--- EXERCISE MATERIALS ---
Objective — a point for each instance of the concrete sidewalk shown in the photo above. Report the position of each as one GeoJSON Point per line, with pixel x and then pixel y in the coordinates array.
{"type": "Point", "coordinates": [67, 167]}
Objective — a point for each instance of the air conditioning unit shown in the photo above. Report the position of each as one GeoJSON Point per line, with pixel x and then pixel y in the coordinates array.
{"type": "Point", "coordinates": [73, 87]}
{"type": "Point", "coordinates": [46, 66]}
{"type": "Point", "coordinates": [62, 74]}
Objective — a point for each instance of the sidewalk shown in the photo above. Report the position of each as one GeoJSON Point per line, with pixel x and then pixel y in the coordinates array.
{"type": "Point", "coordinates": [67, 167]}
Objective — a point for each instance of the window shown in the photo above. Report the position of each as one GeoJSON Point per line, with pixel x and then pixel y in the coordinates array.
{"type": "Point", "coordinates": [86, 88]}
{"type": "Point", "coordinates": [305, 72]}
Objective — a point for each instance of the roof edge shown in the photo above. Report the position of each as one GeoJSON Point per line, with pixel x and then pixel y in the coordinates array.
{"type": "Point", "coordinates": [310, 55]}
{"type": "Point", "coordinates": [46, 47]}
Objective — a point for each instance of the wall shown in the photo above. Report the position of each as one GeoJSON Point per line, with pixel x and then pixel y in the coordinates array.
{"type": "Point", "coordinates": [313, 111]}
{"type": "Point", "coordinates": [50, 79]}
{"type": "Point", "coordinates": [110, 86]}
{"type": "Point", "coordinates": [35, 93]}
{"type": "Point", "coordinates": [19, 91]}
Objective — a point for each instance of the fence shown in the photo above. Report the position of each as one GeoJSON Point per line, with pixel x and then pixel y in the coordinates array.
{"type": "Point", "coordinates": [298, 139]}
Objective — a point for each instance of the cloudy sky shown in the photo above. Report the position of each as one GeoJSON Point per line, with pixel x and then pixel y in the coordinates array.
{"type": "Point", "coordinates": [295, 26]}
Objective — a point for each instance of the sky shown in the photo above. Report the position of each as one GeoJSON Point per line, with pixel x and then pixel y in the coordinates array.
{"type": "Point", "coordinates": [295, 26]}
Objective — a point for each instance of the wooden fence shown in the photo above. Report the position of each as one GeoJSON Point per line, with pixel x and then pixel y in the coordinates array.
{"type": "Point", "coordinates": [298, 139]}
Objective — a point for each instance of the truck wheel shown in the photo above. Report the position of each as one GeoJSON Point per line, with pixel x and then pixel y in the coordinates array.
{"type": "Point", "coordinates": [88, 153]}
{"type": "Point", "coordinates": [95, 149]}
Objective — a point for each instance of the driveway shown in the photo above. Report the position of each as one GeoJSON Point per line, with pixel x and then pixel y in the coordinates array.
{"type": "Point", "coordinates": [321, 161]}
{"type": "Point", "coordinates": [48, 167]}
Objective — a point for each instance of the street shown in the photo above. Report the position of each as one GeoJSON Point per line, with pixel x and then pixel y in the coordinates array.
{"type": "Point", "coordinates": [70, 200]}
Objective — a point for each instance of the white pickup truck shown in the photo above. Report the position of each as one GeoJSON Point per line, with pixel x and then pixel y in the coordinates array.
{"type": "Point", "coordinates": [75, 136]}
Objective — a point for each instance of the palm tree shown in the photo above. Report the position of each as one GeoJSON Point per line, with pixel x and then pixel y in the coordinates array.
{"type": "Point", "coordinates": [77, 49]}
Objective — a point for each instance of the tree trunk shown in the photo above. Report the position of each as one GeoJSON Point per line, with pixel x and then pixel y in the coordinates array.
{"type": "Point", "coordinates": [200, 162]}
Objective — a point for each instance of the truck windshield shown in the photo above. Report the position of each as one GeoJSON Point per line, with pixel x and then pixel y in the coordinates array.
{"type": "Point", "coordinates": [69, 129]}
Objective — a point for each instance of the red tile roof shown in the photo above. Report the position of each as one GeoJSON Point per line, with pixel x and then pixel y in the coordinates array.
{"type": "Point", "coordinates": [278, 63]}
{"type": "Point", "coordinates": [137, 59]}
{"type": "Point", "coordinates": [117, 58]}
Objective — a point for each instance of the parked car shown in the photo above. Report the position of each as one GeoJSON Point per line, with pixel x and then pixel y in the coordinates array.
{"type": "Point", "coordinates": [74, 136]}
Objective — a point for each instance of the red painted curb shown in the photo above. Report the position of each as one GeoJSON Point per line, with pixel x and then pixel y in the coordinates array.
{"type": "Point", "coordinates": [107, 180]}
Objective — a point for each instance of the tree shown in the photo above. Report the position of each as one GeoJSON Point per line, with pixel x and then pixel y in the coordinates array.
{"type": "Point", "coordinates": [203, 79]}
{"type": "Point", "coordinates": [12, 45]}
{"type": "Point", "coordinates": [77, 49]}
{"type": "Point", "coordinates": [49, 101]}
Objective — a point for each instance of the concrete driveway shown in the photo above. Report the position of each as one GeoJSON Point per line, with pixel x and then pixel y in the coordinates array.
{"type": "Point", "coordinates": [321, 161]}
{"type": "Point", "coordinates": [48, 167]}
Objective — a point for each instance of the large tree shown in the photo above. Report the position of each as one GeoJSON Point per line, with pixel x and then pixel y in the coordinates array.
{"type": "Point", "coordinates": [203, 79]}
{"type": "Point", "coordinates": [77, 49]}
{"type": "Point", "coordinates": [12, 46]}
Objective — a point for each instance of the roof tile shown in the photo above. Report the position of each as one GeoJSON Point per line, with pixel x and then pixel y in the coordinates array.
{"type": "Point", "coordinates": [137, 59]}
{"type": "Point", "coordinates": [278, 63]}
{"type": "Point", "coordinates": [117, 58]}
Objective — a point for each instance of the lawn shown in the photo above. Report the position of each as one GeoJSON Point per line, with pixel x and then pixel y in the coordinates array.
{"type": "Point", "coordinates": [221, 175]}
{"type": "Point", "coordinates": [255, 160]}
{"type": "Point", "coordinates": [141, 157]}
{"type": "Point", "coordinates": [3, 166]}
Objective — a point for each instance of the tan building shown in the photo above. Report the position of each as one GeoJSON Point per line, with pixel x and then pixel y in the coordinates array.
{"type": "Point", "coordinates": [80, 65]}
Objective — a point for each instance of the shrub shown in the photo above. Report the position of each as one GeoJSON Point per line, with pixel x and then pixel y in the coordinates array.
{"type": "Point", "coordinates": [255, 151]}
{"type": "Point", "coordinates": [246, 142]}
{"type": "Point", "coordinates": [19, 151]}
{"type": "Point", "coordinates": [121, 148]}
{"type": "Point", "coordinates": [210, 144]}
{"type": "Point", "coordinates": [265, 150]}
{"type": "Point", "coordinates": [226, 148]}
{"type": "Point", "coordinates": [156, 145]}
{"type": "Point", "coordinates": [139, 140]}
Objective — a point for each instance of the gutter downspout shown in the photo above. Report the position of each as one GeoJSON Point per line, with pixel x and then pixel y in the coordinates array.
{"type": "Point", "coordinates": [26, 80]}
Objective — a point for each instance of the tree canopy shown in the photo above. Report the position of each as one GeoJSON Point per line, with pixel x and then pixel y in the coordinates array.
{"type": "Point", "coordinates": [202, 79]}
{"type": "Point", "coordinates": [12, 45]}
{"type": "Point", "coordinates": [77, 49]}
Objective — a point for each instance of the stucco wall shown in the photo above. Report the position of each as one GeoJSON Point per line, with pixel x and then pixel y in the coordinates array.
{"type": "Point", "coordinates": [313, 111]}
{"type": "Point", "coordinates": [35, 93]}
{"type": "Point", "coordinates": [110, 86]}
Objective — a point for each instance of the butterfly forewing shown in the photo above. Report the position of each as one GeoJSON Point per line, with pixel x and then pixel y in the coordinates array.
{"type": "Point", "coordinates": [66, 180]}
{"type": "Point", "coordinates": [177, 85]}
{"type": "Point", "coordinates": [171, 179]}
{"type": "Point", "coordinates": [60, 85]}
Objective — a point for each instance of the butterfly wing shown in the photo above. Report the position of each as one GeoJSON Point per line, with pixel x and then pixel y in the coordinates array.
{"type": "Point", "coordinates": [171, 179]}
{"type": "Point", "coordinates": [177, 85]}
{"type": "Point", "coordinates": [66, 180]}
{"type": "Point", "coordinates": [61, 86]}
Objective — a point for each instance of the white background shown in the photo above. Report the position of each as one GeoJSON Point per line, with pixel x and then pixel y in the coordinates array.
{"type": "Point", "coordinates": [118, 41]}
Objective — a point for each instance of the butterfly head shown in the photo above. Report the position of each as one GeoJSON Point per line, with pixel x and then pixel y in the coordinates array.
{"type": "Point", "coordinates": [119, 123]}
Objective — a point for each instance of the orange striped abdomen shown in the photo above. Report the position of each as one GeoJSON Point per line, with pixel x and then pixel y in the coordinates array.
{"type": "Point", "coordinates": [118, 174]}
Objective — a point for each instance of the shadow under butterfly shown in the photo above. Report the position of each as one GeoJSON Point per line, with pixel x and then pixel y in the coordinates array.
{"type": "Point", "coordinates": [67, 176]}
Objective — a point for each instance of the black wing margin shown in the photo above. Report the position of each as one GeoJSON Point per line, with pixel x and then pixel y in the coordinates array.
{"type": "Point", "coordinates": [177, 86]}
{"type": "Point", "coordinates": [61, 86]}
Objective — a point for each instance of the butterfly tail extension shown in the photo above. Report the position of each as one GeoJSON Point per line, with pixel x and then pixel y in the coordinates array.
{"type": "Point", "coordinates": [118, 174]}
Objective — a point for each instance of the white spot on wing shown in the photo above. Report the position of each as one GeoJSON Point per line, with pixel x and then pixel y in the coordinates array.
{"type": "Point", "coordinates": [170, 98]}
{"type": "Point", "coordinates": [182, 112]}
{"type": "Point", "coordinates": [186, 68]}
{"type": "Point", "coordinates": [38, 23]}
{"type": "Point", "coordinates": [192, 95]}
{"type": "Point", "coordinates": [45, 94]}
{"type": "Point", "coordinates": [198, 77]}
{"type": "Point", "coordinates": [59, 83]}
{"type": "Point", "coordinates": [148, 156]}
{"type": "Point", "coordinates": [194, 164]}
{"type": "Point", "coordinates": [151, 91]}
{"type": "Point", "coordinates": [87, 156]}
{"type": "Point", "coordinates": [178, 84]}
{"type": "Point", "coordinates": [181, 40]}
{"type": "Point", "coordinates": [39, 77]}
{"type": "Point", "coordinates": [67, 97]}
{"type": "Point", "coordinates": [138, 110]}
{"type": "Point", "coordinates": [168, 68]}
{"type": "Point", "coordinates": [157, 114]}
---
■ WORK REQUIRED ■
Copy out every line in the records above that contains the word "driveway".

■ CORRECT OUTPUT ■
Objective — a point for each instance of the driveway shown in the photo above. Report the position of each as one GeoJSON Point per line, with pixel x and then pixel y in the coordinates array.
Objective — a point for each instance of the concrete driveway shown in the photo above. Report the position of each as one GeoJSON Point per line, with pixel x and then pixel y in the coordinates array.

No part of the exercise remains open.